[[ Data to use open ]]

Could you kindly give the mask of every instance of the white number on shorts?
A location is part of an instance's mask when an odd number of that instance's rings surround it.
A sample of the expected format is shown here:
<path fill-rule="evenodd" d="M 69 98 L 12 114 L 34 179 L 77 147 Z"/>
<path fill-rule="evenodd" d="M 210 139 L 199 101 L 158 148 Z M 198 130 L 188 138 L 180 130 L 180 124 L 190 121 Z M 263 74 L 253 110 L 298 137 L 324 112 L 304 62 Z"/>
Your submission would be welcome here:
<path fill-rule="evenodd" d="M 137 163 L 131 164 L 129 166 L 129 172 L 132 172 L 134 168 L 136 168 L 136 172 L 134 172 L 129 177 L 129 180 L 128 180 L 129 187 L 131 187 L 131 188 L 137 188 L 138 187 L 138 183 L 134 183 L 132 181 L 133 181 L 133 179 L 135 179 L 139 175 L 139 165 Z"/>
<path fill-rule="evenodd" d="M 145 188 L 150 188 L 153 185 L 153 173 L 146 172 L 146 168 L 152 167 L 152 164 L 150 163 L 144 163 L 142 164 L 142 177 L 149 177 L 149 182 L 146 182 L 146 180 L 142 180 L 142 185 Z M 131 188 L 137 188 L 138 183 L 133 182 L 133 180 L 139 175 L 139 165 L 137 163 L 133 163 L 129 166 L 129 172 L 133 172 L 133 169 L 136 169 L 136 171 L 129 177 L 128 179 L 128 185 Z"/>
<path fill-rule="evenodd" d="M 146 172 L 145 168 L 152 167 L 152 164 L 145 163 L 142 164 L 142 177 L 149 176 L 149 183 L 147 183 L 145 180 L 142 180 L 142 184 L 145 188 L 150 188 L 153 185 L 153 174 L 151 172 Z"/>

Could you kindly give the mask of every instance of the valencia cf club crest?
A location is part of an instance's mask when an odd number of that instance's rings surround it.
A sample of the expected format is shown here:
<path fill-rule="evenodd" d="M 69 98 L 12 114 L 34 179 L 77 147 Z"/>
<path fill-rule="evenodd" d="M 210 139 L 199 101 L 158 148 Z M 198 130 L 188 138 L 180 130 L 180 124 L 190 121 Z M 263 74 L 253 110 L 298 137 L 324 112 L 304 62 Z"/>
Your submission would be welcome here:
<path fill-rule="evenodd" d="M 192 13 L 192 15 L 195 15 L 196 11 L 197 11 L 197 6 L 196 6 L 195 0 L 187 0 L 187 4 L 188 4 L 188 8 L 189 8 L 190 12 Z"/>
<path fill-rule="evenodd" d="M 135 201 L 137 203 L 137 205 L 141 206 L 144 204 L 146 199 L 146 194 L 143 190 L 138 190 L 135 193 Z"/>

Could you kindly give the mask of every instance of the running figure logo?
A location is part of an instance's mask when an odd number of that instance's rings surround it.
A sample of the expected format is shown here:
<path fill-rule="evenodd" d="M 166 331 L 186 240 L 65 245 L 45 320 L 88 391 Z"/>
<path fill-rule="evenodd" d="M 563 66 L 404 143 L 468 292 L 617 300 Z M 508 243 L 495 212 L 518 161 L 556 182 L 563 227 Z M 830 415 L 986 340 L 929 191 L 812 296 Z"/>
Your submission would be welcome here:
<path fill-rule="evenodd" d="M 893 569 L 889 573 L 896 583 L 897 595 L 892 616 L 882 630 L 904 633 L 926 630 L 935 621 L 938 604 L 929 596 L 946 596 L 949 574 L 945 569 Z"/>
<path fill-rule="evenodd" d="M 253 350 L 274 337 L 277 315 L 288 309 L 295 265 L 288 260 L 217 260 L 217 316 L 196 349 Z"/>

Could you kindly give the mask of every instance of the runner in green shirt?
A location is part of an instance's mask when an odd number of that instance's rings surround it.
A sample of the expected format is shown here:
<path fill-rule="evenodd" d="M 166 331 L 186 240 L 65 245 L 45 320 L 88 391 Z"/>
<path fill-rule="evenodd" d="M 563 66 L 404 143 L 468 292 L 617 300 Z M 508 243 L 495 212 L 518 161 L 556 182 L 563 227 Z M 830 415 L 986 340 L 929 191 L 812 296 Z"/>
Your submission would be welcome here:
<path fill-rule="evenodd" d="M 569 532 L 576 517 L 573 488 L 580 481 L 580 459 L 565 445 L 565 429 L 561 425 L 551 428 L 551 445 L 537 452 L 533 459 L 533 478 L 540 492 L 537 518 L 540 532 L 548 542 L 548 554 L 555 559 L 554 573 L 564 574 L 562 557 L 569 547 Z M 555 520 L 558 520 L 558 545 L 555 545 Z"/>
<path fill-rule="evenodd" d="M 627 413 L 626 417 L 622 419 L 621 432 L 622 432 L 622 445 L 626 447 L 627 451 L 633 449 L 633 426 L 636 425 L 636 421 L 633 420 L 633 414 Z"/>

[[ Data to use closed ]]

Task directions:
Each line above is to be restated exactly.

Task output:
Could you kindly give the mask of every instance of the white number on shorts?
A location is part of an instance's mask when an odd number of that instance's rings surround it.
A sample of the expected format is shown here:
<path fill-rule="evenodd" d="M 69 98 L 12 114 L 34 179 L 77 147 Z"/>
<path fill-rule="evenodd" d="M 210 139 L 199 101 L 158 148 Z M 198 130 L 188 138 L 180 130 L 180 124 L 190 121 Z M 263 74 L 253 110 L 298 137 L 324 112 L 304 62 Z"/>
Your submission would be welcome here:
<path fill-rule="evenodd" d="M 137 163 L 131 164 L 129 166 L 129 172 L 132 172 L 134 168 L 136 168 L 136 172 L 134 172 L 129 177 L 129 180 L 128 180 L 129 187 L 131 187 L 131 188 L 137 188 L 138 187 L 138 183 L 134 183 L 132 181 L 133 181 L 133 179 L 135 179 L 139 175 L 139 165 Z"/>
<path fill-rule="evenodd" d="M 145 188 L 150 188 L 153 185 L 153 173 L 146 172 L 146 168 L 152 167 L 152 164 L 150 163 L 144 163 L 142 164 L 142 177 L 149 177 L 149 182 L 146 182 L 146 180 L 142 180 L 142 185 Z M 131 188 L 137 188 L 138 183 L 133 182 L 133 180 L 139 175 L 139 165 L 137 163 L 133 163 L 129 166 L 129 172 L 133 172 L 133 169 L 136 169 L 136 171 L 129 177 L 128 179 L 128 185 Z"/>
<path fill-rule="evenodd" d="M 146 172 L 145 168 L 152 167 L 152 164 L 145 163 L 142 164 L 142 177 L 149 176 L 149 183 L 147 183 L 145 180 L 142 180 L 142 184 L 145 188 L 150 188 L 153 185 L 153 174 L 151 172 Z"/>

Could you kindly give the mask of every instance of the valencia cf club crest?
A location is part of an instance's mask when an odd number of that instance's rings surround it.
A sample of the expected format is shown here:
<path fill-rule="evenodd" d="M 69 98 L 12 114 L 34 179 L 77 147 Z"/>
<path fill-rule="evenodd" d="M 210 139 L 199 101 L 158 148 Z M 198 130 L 188 138 L 180 130 L 180 124 L 190 121 Z M 263 74 L 253 110 L 298 137 L 324 112 L 304 62 Z"/>
Your submission would be welcome here:
<path fill-rule="evenodd" d="M 192 13 L 192 15 L 195 15 L 196 11 L 197 11 L 197 6 L 196 6 L 195 0 L 187 0 L 187 4 L 188 4 L 188 8 L 189 8 L 190 12 Z"/>
<path fill-rule="evenodd" d="M 135 201 L 137 203 L 137 205 L 141 206 L 144 204 L 146 199 L 146 194 L 143 190 L 138 190 L 135 193 Z"/>

Could you kindly give the mask of every instance of the running figure logo?
A location is part of an instance's mask when an odd number of that instance's rings surround it.
A sample of the expected format is shown here:
<path fill-rule="evenodd" d="M 166 331 L 186 240 L 65 245 L 45 320 L 88 391 Z"/>
<path fill-rule="evenodd" d="M 563 66 L 404 143 L 468 292 L 617 300 Z M 508 243 L 495 212 L 518 161 L 556 182 L 563 227 Z M 830 415 L 986 340 L 929 191 L 812 296 Z"/>
Your submission would be welcome here:
<path fill-rule="evenodd" d="M 893 569 L 889 573 L 896 583 L 897 595 L 892 616 L 882 630 L 904 633 L 926 630 L 935 621 L 938 604 L 929 596 L 946 596 L 949 574 L 945 569 Z"/>
<path fill-rule="evenodd" d="M 253 350 L 274 337 L 277 315 L 288 309 L 295 265 L 288 260 L 217 260 L 217 316 L 196 349 Z"/>

Could you kindly give the mask of every instance of the runner in green shirt?
A location is part of an instance's mask when an odd number of that instance's rings surround it.
A sample of the expected format is shown here:
<path fill-rule="evenodd" d="M 166 331 L 186 240 L 65 245 L 45 320 L 88 391 Z"/>
<path fill-rule="evenodd" d="M 563 66 L 404 143 L 468 292 L 617 300 Z M 508 243 L 495 212 L 518 161 L 556 182 L 563 227 Z M 830 415 L 986 340 L 929 191 L 812 296 Z"/>
Your submission would be welcome here:
<path fill-rule="evenodd" d="M 569 532 L 576 517 L 573 488 L 580 481 L 580 459 L 565 445 L 565 429 L 561 425 L 551 428 L 551 445 L 537 452 L 533 459 L 533 478 L 540 492 L 537 518 L 540 532 L 548 542 L 548 554 L 555 559 L 554 573 L 564 574 L 562 557 L 569 547 Z M 555 520 L 558 520 L 558 545 L 555 545 Z"/>
<path fill-rule="evenodd" d="M 627 413 L 626 417 L 622 419 L 621 432 L 622 432 L 622 445 L 626 447 L 627 451 L 633 449 L 633 426 L 636 425 L 636 421 L 633 420 L 633 414 Z"/>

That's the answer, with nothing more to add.